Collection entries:
============

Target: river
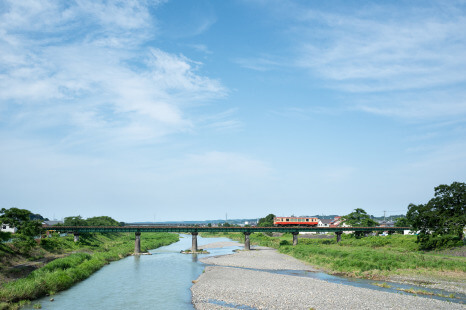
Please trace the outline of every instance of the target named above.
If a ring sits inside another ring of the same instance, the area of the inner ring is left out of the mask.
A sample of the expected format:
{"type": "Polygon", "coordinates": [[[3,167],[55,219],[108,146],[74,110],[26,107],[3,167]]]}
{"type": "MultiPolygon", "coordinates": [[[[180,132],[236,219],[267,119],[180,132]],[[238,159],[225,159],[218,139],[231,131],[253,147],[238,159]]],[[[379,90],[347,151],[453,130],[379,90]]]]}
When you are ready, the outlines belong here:
{"type": "MultiPolygon", "coordinates": [[[[141,235],[144,242],[144,234],[141,235]]],[[[129,256],[112,262],[70,289],[51,297],[33,301],[23,309],[33,309],[40,303],[42,309],[194,309],[191,303],[192,281],[196,280],[205,268],[198,258],[225,255],[239,249],[239,246],[208,249],[210,254],[180,254],[181,250],[191,247],[191,235],[180,235],[180,241],[168,246],[149,251],[152,255],[129,256]],[[54,298],[51,302],[50,298],[54,298]]],[[[202,238],[198,236],[198,245],[215,242],[231,242],[227,238],[202,238]]],[[[243,268],[249,269],[249,268],[243,268]]],[[[399,289],[414,288],[448,295],[442,290],[426,289],[415,285],[403,285],[388,282],[389,287],[378,287],[378,281],[352,279],[332,276],[321,272],[303,270],[258,270],[286,274],[298,277],[311,277],[327,282],[363,287],[391,293],[408,294],[399,289]]],[[[455,294],[454,297],[424,296],[451,302],[464,303],[466,296],[455,294]]],[[[231,305],[230,305],[231,306],[231,305]]],[[[237,308],[243,309],[241,306],[237,308]]]]}
{"type": "MultiPolygon", "coordinates": [[[[225,241],[231,240],[198,236],[199,246],[225,241]]],[[[239,247],[208,249],[210,254],[202,255],[180,254],[190,247],[191,235],[180,235],[179,242],[149,251],[152,255],[112,262],[70,289],[33,301],[23,309],[33,309],[37,303],[42,309],[60,310],[194,309],[190,288],[205,267],[198,257],[229,254],[239,247]]]]}

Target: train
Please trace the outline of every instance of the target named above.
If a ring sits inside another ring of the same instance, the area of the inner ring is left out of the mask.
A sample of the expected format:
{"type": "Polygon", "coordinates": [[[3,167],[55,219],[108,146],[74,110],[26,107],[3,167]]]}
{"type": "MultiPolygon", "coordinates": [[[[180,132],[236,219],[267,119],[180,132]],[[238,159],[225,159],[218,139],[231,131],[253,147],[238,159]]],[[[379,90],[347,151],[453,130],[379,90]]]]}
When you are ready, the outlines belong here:
{"type": "Polygon", "coordinates": [[[277,216],[273,219],[273,226],[317,226],[317,217],[277,216]]]}

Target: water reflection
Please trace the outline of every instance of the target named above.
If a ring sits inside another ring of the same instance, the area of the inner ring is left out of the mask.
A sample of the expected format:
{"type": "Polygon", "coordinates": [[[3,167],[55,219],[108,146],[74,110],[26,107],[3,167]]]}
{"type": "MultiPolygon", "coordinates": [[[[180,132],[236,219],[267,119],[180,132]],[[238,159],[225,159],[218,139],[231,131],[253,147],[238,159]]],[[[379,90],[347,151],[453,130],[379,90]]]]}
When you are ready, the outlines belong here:
{"type": "MultiPolygon", "coordinates": [[[[144,238],[144,234],[141,236],[144,238]]],[[[202,238],[199,245],[230,241],[226,238],[202,238]]],[[[87,280],[69,290],[32,302],[42,309],[194,309],[191,303],[192,281],[205,265],[199,258],[230,254],[233,248],[211,249],[211,254],[181,254],[190,248],[191,236],[150,252],[153,255],[131,256],[112,262],[87,280]]]]}

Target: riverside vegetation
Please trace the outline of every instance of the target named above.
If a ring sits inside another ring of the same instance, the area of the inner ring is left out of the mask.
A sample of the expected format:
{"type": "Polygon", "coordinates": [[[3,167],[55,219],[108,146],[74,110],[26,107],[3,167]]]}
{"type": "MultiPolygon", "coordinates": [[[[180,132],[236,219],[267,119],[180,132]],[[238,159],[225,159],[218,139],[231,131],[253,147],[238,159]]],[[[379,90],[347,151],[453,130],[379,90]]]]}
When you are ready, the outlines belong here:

============

*PROBLEM STATEMENT*. Please copy every one of the rows above character for character, leaving the pictures out.

*EXPECTED ANSWER*.
Target: river
Please trace the outline of every instance of the target named above.
If a ring sits inside another ring of the same instance, the area of the inner ring is left out of the mask.
A sample of the expected format:
{"type": "Polygon", "coordinates": [[[3,167],[55,219],[108,146],[74,110],[26,107],[3,167]]]}
{"type": "MultiPolygon", "coordinates": [[[[180,132],[236,219],[267,119],[180,132]],[[238,159],[225,159],[218,139],[231,131],[253,147],[238,159]]],[[[379,90],[347,151],[453,130],[379,90]]]]}
When you are ready, the outlines belong here:
{"type": "MultiPolygon", "coordinates": [[[[141,235],[144,242],[144,234],[141,235]]],[[[129,256],[112,262],[70,289],[51,297],[33,301],[23,309],[33,309],[40,303],[42,309],[194,309],[191,303],[192,281],[196,280],[205,268],[198,258],[225,255],[239,249],[239,246],[208,249],[210,254],[180,254],[181,250],[191,247],[191,235],[180,235],[180,241],[168,246],[149,251],[152,255],[129,256]],[[54,298],[51,302],[50,298],[54,298]]],[[[202,238],[198,236],[198,245],[215,242],[231,242],[227,238],[202,238]]],[[[243,268],[249,269],[249,268],[243,268]]],[[[399,289],[414,288],[448,295],[442,290],[426,289],[415,285],[403,285],[388,282],[389,287],[378,287],[378,281],[352,279],[332,276],[321,272],[303,270],[258,270],[286,274],[298,277],[311,277],[327,282],[363,287],[391,293],[408,294],[399,289]]],[[[455,294],[454,297],[424,296],[451,302],[464,303],[466,296],[455,294]]],[[[231,305],[230,305],[231,306],[231,305]]],[[[237,308],[243,309],[241,306],[237,308]]]]}
{"type": "MultiPolygon", "coordinates": [[[[225,241],[231,240],[198,236],[199,246],[225,241]]],[[[239,247],[208,249],[210,254],[202,255],[180,254],[190,247],[191,235],[180,235],[179,242],[149,251],[152,255],[112,262],[70,289],[33,301],[23,309],[33,309],[37,303],[42,309],[60,310],[194,309],[190,288],[205,267],[198,257],[229,254],[239,247]]]]}

Target: train
Please trace the outline of every instance of the target named above.
If a ring sits inside another ring of the same instance, the area of the inner ring is left out of the mask.
A sample of the expected format:
{"type": "Polygon", "coordinates": [[[3,167],[55,219],[108,146],[74,110],[26,107],[3,167]]]}
{"type": "MultiPolygon", "coordinates": [[[[180,132],[236,219],[267,119],[180,132]],[[238,159],[225,159],[218,139],[231,131],[253,147],[238,159]]],[[[379,90],[347,151],[453,130],[379,90]]]]}
When you are ready, the outlines belong here:
{"type": "Polygon", "coordinates": [[[277,216],[273,219],[273,226],[317,226],[317,217],[277,216]]]}

Target: water reflection
Please trace the outline of every instance of the target named above.
If a ring sits inside another ring of the same instance, the area of the inner ring is left out of the mask.
A sample of the expected format:
{"type": "Polygon", "coordinates": [[[3,167],[55,219],[108,146],[74,110],[26,107],[3,167]]]}
{"type": "MultiPolygon", "coordinates": [[[[180,132],[236,219],[267,119],[180,132]],[[238,159],[225,159],[218,139],[231,131],[253,147],[238,159]]],[[[379,90],[347,151],[453,130],[379,90]]]]}
When you are ready, the outlines belong here:
{"type": "MultiPolygon", "coordinates": [[[[144,238],[144,234],[141,236],[144,238]]],[[[202,238],[199,245],[230,241],[226,238],[202,238]]],[[[87,280],[69,290],[32,302],[42,309],[194,309],[191,303],[192,281],[205,265],[199,258],[230,254],[233,248],[211,249],[211,254],[181,254],[190,248],[191,236],[150,252],[153,255],[131,256],[112,262],[87,280]]]]}

Target: riverside vegetation
Please trace the outline of every instance of the target named above.
If a ring sits inside another ring of the same instance, the area of the inner ring is left out of the mask.
A sample of the expected format:
{"type": "Polygon", "coordinates": [[[3,167],[55,219],[108,146],[74,110],[26,107],[3,167]]]}
{"type": "MultiPolygon", "coordinates": [[[[180,132],[236,219],[267,119],[180,132]],[[238,159],[225,159],[218,139],[231,131],[253,147],[238,159]]],[[[379,90],[347,151],[453,130],[379,90]]]]}
When you are ready, the outlines belong here:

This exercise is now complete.